- **Text passage**:

Notice that I can use a “.” after my variable to expand into other functionality (methods and properties and more…) For a better explanation of this functionality, I would recommend checking this article out: http://windowsitpro.com/powershell/powershell-basics-variables

To be quite honest, I just kind of learned this without understanding the underlying theory. My personality is such that I am a “search Google, copy and paste stuff to try and see what works” kind of guy. But reading up on the theory can help immensely before or after the fact, so please check out the links I am seeding throughout this article as you have time.

Next, I am going to declare another variable for the URL we want to interact with throughout our script. I am going to use single qoutes instead of double-qoutes and you can read up more on that here: https://technet.microsoft.com/en-us/library/hh847740.aspx

I might be wrong in saying this, but based on my (brief) experience, anything in single quotes tells powershell to interpret the contents EXACTLY as typed. So if I declare a very simple variable like $int= 5 and then I want to use that in some statement printed to the command line, the output looks like this (based on using single vs. double qoutes). Here is an example of this theory, hopefully it makes sense:

PS C:\$int= 5
PS C:\ $int
5
PS C:"$int is equal to 5"

- **Provided material**:
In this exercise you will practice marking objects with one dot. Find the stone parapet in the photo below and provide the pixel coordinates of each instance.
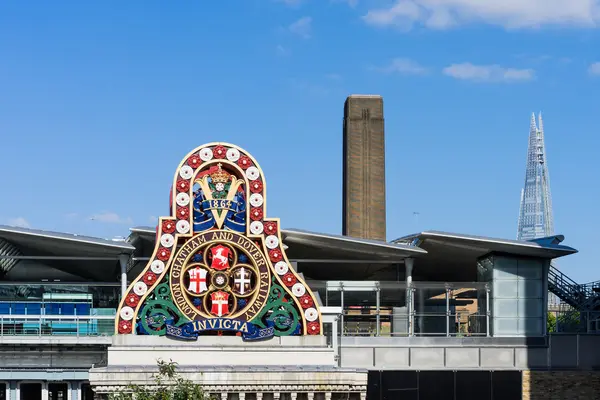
(213, 351)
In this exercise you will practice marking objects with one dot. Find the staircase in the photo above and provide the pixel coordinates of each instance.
(584, 300)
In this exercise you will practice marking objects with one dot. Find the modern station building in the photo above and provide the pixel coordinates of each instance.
(254, 311)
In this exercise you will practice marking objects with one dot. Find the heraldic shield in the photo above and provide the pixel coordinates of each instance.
(219, 266)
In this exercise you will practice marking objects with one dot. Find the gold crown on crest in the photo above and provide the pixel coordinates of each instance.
(219, 296)
(219, 176)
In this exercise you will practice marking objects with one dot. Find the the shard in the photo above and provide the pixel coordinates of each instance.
(535, 214)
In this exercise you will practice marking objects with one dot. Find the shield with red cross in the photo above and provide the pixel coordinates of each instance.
(197, 280)
(220, 257)
(219, 303)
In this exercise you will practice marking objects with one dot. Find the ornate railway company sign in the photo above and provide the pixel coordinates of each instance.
(218, 266)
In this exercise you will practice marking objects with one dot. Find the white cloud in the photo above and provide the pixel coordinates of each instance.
(594, 69)
(351, 3)
(403, 66)
(510, 14)
(19, 222)
(302, 27)
(282, 51)
(488, 73)
(334, 77)
(290, 3)
(111, 218)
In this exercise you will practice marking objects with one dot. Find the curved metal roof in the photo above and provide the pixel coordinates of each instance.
(543, 247)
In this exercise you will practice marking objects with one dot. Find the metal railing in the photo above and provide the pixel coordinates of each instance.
(57, 325)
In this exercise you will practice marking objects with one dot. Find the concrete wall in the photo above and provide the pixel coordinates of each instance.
(563, 352)
(50, 357)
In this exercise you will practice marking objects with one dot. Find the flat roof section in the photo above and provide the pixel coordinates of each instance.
(544, 247)
(311, 245)
(85, 257)
(452, 256)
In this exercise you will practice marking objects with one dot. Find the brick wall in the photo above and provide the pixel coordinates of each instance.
(364, 168)
(559, 385)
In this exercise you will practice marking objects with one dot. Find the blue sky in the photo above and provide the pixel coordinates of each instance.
(99, 101)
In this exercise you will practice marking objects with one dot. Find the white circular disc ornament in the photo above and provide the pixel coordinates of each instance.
(311, 314)
(186, 172)
(140, 288)
(271, 242)
(157, 267)
(256, 227)
(183, 226)
(167, 240)
(126, 313)
(252, 173)
(298, 289)
(233, 155)
(182, 199)
(281, 268)
(206, 154)
(256, 199)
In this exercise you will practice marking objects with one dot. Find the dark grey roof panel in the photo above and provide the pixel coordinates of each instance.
(13, 234)
(546, 248)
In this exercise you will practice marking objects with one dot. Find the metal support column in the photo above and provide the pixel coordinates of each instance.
(410, 301)
(377, 309)
(342, 305)
(123, 261)
(448, 312)
(487, 312)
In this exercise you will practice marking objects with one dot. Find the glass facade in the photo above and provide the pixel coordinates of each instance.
(375, 308)
(58, 309)
(519, 287)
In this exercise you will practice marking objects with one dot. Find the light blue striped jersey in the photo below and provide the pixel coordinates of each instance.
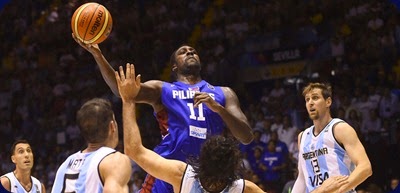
(190, 184)
(80, 172)
(16, 187)
(322, 157)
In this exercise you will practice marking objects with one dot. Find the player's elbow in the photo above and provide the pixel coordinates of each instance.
(248, 139)
(368, 170)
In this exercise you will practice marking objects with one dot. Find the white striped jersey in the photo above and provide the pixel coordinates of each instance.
(16, 187)
(79, 173)
(322, 157)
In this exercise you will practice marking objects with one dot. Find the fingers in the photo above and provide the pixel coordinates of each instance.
(117, 77)
(121, 73)
(128, 71)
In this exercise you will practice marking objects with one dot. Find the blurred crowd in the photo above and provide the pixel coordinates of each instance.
(352, 44)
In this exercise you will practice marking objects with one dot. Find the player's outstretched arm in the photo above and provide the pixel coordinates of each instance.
(150, 91)
(250, 187)
(170, 171)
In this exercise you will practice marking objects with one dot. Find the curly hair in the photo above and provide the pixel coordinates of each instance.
(219, 164)
(325, 88)
(93, 119)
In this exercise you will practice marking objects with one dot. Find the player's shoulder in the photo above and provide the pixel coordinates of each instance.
(116, 157)
(5, 182)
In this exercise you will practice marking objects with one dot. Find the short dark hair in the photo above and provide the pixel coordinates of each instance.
(325, 88)
(220, 162)
(16, 143)
(93, 119)
(172, 58)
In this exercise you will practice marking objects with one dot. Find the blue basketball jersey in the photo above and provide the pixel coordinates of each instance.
(322, 157)
(188, 126)
(80, 172)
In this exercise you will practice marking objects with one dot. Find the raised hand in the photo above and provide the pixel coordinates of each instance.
(92, 48)
(202, 97)
(128, 83)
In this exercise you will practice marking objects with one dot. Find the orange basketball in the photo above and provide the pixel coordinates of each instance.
(91, 23)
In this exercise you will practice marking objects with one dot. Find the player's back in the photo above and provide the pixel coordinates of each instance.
(193, 185)
(79, 173)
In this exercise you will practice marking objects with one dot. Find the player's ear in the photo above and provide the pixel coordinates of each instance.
(13, 158)
(174, 68)
(329, 101)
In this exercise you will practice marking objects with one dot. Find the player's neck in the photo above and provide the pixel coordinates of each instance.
(321, 123)
(23, 176)
(189, 79)
(92, 147)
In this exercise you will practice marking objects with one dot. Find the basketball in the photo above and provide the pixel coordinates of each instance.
(91, 23)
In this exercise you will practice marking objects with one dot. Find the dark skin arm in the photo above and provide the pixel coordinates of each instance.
(150, 92)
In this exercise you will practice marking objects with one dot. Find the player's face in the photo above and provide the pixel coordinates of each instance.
(316, 104)
(187, 60)
(23, 156)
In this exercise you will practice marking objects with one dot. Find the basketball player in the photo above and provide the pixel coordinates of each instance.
(219, 161)
(328, 148)
(97, 168)
(188, 110)
(20, 180)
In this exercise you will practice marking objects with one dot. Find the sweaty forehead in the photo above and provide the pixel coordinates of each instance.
(314, 91)
(22, 146)
(185, 48)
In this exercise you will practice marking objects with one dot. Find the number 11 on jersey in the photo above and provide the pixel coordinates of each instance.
(200, 116)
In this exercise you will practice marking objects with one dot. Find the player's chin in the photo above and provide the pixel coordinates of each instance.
(313, 116)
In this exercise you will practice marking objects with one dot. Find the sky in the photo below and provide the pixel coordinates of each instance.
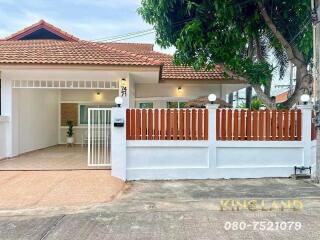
(86, 19)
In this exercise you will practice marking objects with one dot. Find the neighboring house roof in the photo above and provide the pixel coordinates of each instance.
(42, 29)
(25, 48)
(169, 70)
(282, 97)
(64, 52)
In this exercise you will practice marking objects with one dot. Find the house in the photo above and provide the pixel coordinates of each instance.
(49, 76)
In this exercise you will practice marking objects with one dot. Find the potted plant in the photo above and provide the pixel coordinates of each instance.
(70, 132)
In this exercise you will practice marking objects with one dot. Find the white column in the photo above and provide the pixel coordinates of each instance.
(7, 109)
(212, 111)
(306, 111)
(118, 144)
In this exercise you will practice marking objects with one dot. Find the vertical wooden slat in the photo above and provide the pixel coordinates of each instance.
(313, 126)
(187, 124)
(218, 124)
(299, 127)
(181, 124)
(255, 125)
(242, 124)
(236, 125)
(133, 124)
(206, 124)
(168, 133)
(292, 125)
(268, 125)
(194, 126)
(144, 125)
(223, 124)
(138, 124)
(156, 124)
(229, 128)
(249, 128)
(280, 125)
(162, 124)
(150, 124)
(274, 125)
(175, 124)
(200, 124)
(286, 125)
(128, 121)
(261, 125)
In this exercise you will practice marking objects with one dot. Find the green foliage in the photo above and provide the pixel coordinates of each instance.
(210, 32)
(70, 128)
(256, 104)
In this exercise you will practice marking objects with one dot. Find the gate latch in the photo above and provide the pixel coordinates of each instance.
(118, 122)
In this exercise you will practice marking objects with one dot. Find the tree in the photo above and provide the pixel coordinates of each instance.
(240, 35)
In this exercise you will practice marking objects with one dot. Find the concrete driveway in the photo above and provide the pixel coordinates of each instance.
(52, 189)
(178, 210)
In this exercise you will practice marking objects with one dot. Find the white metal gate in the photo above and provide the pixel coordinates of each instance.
(99, 136)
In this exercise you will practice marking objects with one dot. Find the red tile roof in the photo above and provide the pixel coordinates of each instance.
(64, 52)
(74, 51)
(42, 24)
(169, 70)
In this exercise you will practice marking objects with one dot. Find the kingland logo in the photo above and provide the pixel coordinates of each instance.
(260, 205)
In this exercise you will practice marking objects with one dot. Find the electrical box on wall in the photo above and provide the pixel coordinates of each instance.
(119, 122)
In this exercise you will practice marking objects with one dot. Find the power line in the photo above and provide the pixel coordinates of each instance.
(140, 35)
(123, 35)
(136, 34)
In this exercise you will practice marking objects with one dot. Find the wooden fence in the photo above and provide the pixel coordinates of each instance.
(263, 125)
(314, 129)
(167, 124)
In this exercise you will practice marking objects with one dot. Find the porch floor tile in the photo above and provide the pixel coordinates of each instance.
(53, 158)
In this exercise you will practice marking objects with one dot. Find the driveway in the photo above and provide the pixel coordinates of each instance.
(179, 210)
(52, 189)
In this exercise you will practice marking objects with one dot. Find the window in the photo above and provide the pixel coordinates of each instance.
(176, 104)
(83, 109)
(146, 105)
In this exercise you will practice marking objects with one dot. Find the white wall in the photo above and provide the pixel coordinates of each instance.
(161, 93)
(88, 96)
(35, 118)
(212, 159)
(4, 131)
(196, 160)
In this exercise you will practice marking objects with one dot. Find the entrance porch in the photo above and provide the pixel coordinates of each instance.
(57, 157)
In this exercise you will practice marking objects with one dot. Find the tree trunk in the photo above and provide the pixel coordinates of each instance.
(230, 98)
(248, 97)
(263, 97)
(304, 79)
(303, 85)
(267, 89)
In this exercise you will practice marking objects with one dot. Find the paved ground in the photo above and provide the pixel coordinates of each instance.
(177, 210)
(34, 189)
(53, 158)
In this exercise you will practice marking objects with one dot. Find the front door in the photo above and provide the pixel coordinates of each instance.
(99, 136)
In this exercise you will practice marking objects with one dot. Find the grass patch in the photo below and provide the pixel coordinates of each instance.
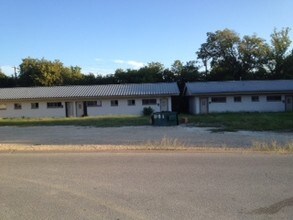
(220, 122)
(102, 121)
(273, 147)
(244, 121)
(165, 143)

- **Problem details**:
In the PowerShell passage, which type of quotation marks does the writer choose for the variable that holds the URL? Rely only on the PowerShell passage when responding.

- **Final result**:
Single quotes rather than double quotes.